:: Stored rows

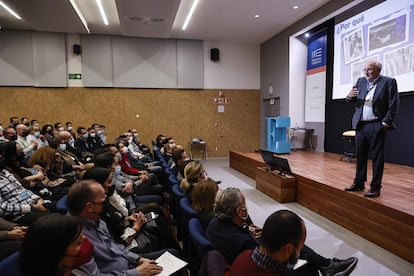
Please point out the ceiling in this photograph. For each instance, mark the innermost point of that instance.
(230, 21)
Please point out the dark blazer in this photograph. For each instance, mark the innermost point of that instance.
(385, 102)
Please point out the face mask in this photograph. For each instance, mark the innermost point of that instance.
(62, 147)
(117, 169)
(111, 191)
(292, 259)
(72, 142)
(2, 163)
(119, 155)
(85, 253)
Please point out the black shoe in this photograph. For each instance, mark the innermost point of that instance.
(340, 267)
(355, 188)
(372, 193)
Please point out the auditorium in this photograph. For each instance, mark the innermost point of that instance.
(272, 106)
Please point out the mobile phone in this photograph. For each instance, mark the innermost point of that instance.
(150, 216)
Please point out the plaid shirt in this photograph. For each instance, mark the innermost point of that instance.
(15, 200)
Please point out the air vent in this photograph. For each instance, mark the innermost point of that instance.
(146, 20)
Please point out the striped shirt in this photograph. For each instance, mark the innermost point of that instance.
(15, 200)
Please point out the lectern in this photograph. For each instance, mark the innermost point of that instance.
(276, 134)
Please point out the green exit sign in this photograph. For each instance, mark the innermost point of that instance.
(76, 76)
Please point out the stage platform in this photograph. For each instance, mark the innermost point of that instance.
(387, 221)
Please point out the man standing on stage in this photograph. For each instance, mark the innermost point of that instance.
(377, 102)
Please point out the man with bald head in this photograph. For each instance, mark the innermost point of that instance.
(377, 101)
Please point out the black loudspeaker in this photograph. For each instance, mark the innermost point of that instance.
(214, 54)
(77, 50)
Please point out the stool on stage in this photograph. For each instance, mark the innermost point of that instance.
(349, 135)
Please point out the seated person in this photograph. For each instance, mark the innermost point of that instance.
(283, 237)
(46, 168)
(55, 245)
(193, 173)
(18, 204)
(47, 131)
(85, 201)
(36, 136)
(28, 147)
(180, 160)
(231, 238)
(131, 228)
(203, 199)
(11, 236)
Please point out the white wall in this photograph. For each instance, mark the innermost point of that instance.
(74, 62)
(238, 67)
(297, 81)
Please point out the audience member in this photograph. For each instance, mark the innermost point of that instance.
(47, 131)
(203, 199)
(11, 236)
(14, 121)
(193, 173)
(18, 204)
(55, 245)
(37, 137)
(231, 238)
(283, 237)
(28, 147)
(85, 201)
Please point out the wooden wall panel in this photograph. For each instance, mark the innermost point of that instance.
(182, 114)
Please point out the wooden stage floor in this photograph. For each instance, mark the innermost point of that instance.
(321, 179)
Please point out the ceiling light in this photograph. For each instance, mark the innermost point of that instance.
(102, 11)
(12, 12)
(79, 13)
(187, 20)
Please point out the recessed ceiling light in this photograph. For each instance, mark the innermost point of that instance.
(12, 12)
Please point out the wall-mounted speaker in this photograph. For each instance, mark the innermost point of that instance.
(77, 50)
(214, 54)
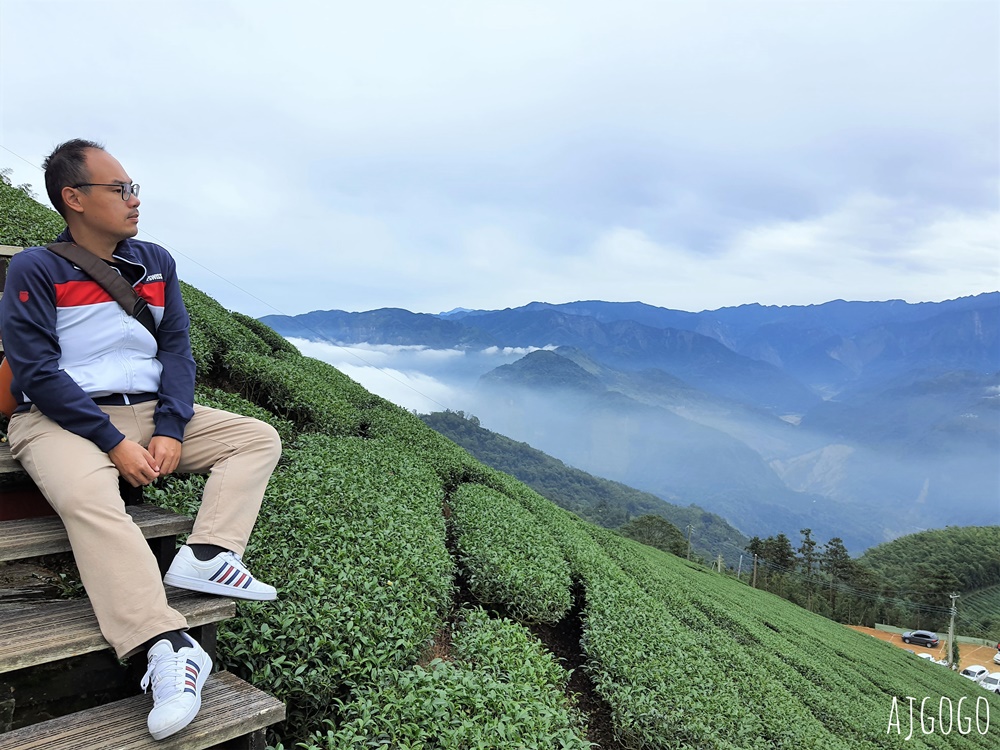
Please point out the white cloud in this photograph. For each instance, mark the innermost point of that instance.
(308, 155)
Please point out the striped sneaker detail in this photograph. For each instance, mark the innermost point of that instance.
(229, 575)
(191, 672)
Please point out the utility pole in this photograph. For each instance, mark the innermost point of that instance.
(951, 630)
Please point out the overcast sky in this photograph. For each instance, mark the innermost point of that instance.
(299, 156)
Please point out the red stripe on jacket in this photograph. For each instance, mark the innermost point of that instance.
(82, 293)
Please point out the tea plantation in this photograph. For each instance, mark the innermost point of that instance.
(414, 579)
(428, 601)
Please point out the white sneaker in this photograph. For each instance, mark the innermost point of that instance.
(177, 678)
(224, 574)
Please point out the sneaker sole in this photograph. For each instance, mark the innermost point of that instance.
(209, 587)
(178, 725)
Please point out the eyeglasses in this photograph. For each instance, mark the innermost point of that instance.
(127, 189)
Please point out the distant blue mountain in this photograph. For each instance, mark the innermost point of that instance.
(874, 418)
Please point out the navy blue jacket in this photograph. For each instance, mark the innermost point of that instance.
(68, 341)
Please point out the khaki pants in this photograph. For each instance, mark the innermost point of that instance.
(116, 564)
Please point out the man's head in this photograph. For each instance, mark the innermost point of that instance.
(67, 166)
(91, 190)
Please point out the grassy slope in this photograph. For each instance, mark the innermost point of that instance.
(390, 546)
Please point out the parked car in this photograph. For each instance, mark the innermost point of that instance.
(975, 672)
(922, 637)
(991, 682)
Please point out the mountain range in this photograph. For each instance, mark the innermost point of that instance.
(864, 420)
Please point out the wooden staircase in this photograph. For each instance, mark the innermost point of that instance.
(61, 686)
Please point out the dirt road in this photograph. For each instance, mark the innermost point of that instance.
(967, 652)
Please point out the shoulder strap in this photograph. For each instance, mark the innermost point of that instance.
(112, 282)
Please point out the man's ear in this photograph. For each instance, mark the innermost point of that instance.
(71, 199)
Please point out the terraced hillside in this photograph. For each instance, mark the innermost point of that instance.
(429, 601)
(415, 582)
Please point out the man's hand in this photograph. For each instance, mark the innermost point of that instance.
(166, 453)
(134, 463)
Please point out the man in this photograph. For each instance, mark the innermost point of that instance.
(100, 397)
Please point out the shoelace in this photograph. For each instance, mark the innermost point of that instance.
(168, 679)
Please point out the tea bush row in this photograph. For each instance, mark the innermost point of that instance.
(351, 534)
(508, 557)
(501, 689)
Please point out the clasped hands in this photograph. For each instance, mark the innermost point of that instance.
(141, 466)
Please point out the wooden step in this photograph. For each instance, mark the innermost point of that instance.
(33, 633)
(30, 537)
(230, 708)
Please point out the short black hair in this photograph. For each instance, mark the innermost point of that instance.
(66, 166)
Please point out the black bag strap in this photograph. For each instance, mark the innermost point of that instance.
(112, 282)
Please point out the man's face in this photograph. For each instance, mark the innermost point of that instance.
(103, 210)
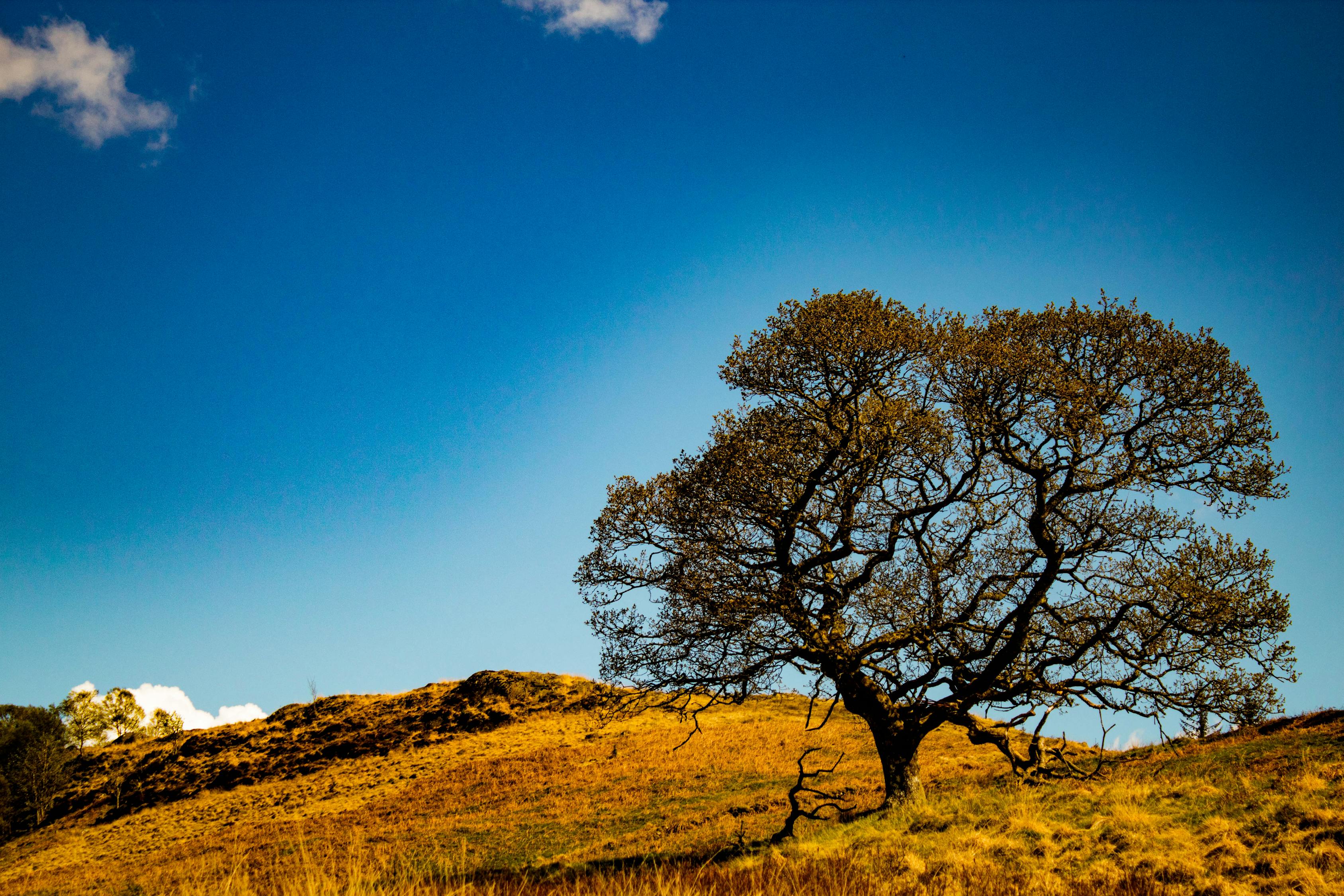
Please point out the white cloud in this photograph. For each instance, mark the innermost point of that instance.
(639, 19)
(1136, 739)
(175, 700)
(88, 80)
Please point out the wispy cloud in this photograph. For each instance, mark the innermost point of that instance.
(171, 699)
(639, 19)
(86, 80)
(1136, 739)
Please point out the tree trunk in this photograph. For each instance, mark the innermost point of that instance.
(900, 757)
(897, 743)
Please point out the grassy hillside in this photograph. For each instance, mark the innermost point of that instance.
(509, 784)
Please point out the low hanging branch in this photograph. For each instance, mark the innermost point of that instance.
(800, 788)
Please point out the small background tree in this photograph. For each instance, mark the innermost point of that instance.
(124, 714)
(34, 763)
(85, 719)
(931, 515)
(164, 724)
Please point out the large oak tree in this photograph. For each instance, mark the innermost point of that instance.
(931, 515)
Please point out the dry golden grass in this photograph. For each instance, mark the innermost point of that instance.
(558, 804)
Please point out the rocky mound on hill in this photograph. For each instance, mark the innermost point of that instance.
(305, 738)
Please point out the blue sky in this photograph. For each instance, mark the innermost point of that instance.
(319, 352)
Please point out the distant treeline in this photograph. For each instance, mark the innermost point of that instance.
(38, 746)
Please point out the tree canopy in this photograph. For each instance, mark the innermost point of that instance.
(931, 514)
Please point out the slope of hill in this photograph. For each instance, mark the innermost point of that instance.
(509, 782)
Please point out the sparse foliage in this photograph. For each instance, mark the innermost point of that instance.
(85, 719)
(33, 762)
(164, 724)
(929, 514)
(124, 714)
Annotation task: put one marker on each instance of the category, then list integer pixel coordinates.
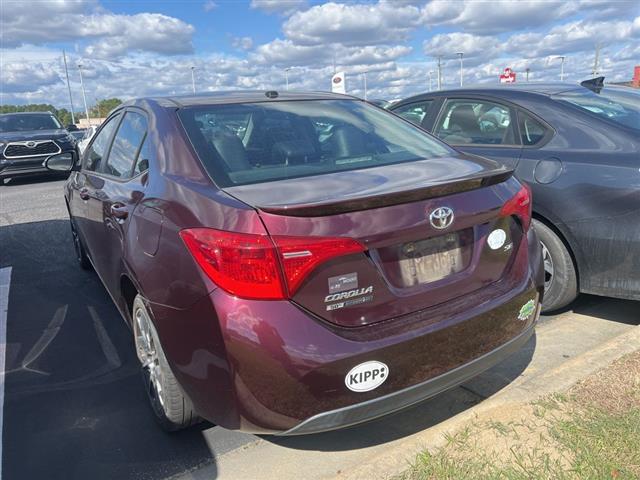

::::

Count how many lines in the material above contain the string "striped". Reply with the number alone.

Output of the task
2